Quoted passage
Membership Inference Attacks in Machine Learning Models

Being an inherently data-driven solution, machine learning (ML) models can aggregate and process vast amounts of data, such as clinical files and financial records. With the growing application of ML-based solutions in privacy-sensitive domains such as healthcare, the potential privacy ramification of training DL models on sensitive data stands out as a notable concern.

To this end, membership inference attacks (MIAs) represent a prominent class of privacy attacks that aim to infer whether a given data point was used to train the model.

MIAs constitute a fundamental threat to data privacy, e.g., if the model is trained on a sensitive population such as patients with a rare disease, then merely divulging that some individual is part of that population may become a severe privacy risk.

This project studies MIAs from both a defensive and adversarial perspective.

Practical Defense against Membership Inference Attacks

We introduce HAMP, a defense technique that can achieve strong membership privacy and high accuracy. To mitigate MIAs in different forms, we observe that they can be unified as they all exploit the ML model’s overconfidence in predicting training samples through different proxies. This motivates our design to enforce less confident prediction by the model, hence forcing the model to behave similarly on the training and testing samples.

We show that HAMP simultaneously achieves strong privacy protection against a range of existing MIAs (y-axis) and minimal accuracy degradation (x-axis).

Exercises to complete
1/ On the membership inference page, what do membership inference attacks try to infer?
2/ Rewrite the stretch of the membership inference page from "MIAs constitute a" through "severe privacy risk.", swapping "patients with a rare disease" for "people with a chronic illness".
3/ Summarize the membership inference page in two sentences.

Provided data
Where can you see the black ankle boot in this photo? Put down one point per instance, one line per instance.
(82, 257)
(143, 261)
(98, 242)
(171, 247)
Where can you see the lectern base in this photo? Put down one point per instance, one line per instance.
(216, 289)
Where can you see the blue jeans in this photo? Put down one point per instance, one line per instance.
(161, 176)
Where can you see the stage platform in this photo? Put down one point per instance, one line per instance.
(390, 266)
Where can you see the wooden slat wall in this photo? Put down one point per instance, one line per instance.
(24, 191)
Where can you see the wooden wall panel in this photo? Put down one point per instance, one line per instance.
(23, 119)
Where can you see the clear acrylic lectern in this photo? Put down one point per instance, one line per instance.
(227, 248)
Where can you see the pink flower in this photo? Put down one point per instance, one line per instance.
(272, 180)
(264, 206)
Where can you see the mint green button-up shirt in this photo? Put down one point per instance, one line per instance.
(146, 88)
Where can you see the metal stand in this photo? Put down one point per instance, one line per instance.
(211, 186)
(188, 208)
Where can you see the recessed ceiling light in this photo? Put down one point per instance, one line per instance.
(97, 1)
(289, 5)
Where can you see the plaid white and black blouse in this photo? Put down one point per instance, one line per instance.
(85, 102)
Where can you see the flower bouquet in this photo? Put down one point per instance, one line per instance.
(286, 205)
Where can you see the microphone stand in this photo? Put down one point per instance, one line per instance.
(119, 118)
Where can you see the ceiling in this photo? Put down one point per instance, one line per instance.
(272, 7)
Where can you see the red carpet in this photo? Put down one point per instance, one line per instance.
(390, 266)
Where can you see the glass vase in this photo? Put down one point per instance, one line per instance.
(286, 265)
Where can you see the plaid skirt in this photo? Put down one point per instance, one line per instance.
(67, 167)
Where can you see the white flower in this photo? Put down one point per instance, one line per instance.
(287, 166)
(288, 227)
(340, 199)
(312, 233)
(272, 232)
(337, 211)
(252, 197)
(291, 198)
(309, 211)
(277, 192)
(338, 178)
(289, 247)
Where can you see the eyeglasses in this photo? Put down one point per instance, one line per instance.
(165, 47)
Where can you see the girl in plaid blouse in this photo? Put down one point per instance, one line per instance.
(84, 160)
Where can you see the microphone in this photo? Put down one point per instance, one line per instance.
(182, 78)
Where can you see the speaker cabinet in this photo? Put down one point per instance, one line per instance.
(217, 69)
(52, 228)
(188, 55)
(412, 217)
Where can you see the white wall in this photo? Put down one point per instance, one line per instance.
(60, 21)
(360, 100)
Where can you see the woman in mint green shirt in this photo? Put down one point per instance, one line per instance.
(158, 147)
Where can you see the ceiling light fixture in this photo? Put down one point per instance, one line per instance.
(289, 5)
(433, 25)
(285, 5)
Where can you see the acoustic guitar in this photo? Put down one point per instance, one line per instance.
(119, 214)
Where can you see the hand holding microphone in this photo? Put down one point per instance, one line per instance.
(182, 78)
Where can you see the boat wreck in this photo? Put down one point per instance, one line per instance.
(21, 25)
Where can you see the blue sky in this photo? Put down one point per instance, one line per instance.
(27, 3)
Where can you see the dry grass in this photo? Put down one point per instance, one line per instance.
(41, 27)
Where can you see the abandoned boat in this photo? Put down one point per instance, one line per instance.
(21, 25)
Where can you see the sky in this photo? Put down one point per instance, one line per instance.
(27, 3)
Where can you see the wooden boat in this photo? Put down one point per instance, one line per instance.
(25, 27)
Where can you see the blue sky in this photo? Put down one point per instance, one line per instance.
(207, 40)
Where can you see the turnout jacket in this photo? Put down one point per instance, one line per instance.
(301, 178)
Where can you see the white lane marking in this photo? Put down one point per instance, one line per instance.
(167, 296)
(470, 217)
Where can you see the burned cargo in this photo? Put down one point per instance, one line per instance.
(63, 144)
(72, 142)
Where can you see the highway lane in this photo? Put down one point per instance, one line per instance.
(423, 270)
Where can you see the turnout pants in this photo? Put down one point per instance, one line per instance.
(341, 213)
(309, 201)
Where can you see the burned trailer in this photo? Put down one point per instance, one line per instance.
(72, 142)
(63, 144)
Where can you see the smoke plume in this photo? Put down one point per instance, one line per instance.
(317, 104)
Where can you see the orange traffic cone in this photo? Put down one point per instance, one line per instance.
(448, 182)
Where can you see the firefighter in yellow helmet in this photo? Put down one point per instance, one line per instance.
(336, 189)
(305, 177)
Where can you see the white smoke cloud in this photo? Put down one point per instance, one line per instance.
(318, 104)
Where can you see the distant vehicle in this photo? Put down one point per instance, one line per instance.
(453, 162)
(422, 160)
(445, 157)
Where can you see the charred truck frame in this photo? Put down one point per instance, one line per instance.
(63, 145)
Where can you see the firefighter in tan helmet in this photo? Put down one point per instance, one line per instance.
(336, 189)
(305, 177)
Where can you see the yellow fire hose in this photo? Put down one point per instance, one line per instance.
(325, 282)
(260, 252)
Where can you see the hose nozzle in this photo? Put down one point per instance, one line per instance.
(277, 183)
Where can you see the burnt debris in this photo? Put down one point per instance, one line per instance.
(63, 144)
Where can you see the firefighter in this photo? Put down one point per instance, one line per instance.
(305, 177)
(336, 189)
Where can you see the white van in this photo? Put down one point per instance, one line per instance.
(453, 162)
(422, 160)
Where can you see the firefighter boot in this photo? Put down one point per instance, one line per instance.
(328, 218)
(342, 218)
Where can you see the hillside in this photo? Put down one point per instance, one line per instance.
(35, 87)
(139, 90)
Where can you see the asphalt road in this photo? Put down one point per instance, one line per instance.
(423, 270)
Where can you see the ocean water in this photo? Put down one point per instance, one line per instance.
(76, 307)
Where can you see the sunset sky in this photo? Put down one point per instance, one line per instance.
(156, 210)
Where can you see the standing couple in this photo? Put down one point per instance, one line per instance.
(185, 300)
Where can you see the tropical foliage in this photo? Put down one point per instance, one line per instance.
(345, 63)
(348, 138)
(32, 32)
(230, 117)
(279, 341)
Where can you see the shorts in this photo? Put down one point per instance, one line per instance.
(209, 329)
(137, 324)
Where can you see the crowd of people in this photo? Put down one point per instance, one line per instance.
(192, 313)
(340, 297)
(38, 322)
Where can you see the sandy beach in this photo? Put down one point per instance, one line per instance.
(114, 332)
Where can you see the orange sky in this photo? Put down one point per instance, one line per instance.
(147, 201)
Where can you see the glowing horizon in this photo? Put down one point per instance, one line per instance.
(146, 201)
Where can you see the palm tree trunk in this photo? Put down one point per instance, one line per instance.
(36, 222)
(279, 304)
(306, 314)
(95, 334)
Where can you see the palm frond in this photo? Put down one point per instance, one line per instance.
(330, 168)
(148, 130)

Activity answers
1/ They try to infer whether a given data point was used to train the model.

2/
MIAs constitute a fundamental threat to data privacy, e.g., if the model is trained on a sensitive population such as people with a chronic illness, then merely divulging that some individual is part of that population may become a severe privacy risk.

3/ Membership inference attacks try to infer whether a given data point was used to train a machine learning model, which is a serious privacy threat when models are trained on sensitive data. The project studies these attacks from both a defensive and an adversarial perspective and introduces HAMP, a defense that makes the model predict less confidently so that it achieves strong membership privacy with minimal loss of accuracy.